RAW DATA →
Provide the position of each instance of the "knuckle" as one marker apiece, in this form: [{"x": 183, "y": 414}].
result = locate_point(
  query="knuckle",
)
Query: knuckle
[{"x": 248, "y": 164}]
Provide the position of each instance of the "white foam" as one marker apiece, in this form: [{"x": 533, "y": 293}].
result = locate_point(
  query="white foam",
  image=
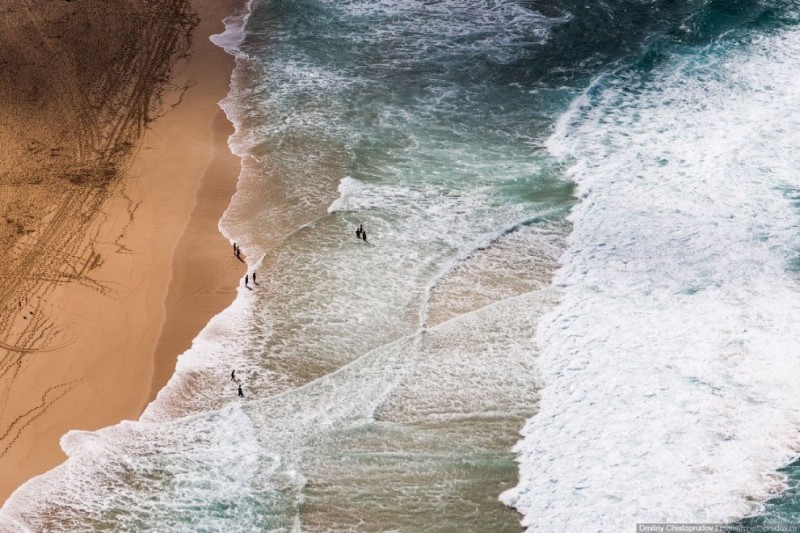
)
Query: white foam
[{"x": 670, "y": 368}]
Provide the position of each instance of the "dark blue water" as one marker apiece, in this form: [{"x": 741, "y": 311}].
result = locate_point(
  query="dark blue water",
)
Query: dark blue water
[{"x": 635, "y": 150}]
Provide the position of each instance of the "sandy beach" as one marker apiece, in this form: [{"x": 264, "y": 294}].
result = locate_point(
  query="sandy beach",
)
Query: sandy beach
[{"x": 115, "y": 173}]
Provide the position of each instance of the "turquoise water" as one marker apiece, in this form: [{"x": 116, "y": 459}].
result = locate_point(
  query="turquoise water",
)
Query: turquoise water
[{"x": 577, "y": 229}]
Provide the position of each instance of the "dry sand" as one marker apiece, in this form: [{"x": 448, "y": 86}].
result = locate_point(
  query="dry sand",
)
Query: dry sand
[{"x": 115, "y": 171}]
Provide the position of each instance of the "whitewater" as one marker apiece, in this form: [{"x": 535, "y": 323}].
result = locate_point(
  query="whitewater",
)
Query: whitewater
[
  {"x": 577, "y": 308},
  {"x": 670, "y": 366}
]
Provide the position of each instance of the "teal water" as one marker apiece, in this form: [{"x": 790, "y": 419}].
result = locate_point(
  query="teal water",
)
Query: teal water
[{"x": 635, "y": 151}]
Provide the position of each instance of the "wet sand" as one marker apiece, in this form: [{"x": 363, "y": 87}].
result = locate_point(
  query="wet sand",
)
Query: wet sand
[{"x": 115, "y": 173}]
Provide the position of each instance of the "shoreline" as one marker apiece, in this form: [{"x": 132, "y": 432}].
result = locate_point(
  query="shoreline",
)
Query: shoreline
[{"x": 164, "y": 267}]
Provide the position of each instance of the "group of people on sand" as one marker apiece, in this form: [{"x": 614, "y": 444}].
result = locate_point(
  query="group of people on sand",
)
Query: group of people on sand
[{"x": 361, "y": 234}]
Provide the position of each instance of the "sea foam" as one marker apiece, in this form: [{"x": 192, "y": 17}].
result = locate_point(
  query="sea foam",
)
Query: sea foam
[{"x": 670, "y": 367}]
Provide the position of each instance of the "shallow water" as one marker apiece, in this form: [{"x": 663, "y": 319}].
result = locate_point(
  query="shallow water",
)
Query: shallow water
[{"x": 644, "y": 154}]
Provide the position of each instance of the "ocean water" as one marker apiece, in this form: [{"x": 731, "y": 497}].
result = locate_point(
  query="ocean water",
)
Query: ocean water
[{"x": 577, "y": 307}]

REQUEST →
Print the listing above in full, exactly as written. Omit any pictures.

TASK SOLUTION →
Provide the position of each instance of the "knuckle" as one marker apiece, in this form: [{"x": 183, "y": 414}].
result = locate_point(
  query="knuckle",
)
Query: knuckle
[{"x": 248, "y": 164}]
Provide the position of each instance of the "white foam" as one marker apiece, in this form: [{"x": 533, "y": 293}].
result = locate_point(
  query="white foam",
  image=
)
Query: white foam
[{"x": 670, "y": 368}]
Provide the position of each instance of the "dark blue water" as one marker apiece, in this form: [{"x": 741, "y": 311}].
result = locate_point(
  query="dark blue water",
)
Query: dark blue water
[{"x": 635, "y": 150}]
Provide the position of each instance of the "sandy beach" as one marker apiece, in this form: [{"x": 264, "y": 294}].
result = locate_point(
  query="sandy beach",
)
Query: sandy beach
[{"x": 115, "y": 173}]
Provide the position of each instance of the "turquoise water" as one marker apiece, in this form: [{"x": 116, "y": 459}].
result = locate_point(
  query="turquoise water",
)
Query: turquoise water
[{"x": 577, "y": 229}]
Provide the position of each instance of the "dry sand" as one marker apiece, in this form: [{"x": 448, "y": 86}].
result = locate_point(
  query="dry sand",
)
Query: dry sand
[{"x": 115, "y": 171}]
Provide the position of each instance of the "whitewater" as one marker apiece, in this form: [{"x": 535, "y": 323}].
result = locate_point(
  query="whitewater",
)
Query: whitewater
[
  {"x": 577, "y": 308},
  {"x": 670, "y": 366}
]
Provide the position of each instance of the "teal water" as one marker apiece, in this form: [{"x": 790, "y": 419}].
result = locate_point(
  query="teal water",
)
Query: teal water
[{"x": 635, "y": 151}]
Provide the position of each instance of the "wet sand" as one marker apiece, in this form: [{"x": 363, "y": 87}].
result = locate_point(
  query="wet sand",
)
Query: wet sand
[{"x": 115, "y": 173}]
Provide the position of each instance of the "shoreline" as one marker apiece, in this form: [{"x": 132, "y": 432}].
result = locate_point(
  query="shoreline",
)
Query: shoreline
[{"x": 164, "y": 267}]
Provide the position of each instance of the "group of people on sand" as one marker apiece, in this form: [{"x": 614, "y": 444}].
result = locate_point(
  query="group of people on sand",
)
Query: group of people on sand
[{"x": 361, "y": 234}]
Provide the position of each instance of the "sea foam" as one marker apiece, in this form: [{"x": 192, "y": 17}].
result = locate_point(
  query="sea foam",
)
Query: sea foam
[{"x": 670, "y": 367}]
Provide the position of each instance of the "shallow water" as one marker apiece, in this form: [{"x": 663, "y": 319}].
result = locate_point(
  query="shallow water",
)
Query: shallow water
[{"x": 644, "y": 154}]
Provide the position of each instance of the "ocean water" as one marker apiece, in this form: [{"x": 731, "y": 497}].
result = locate_point(
  query="ocean water",
)
Query: ocean water
[{"x": 577, "y": 307}]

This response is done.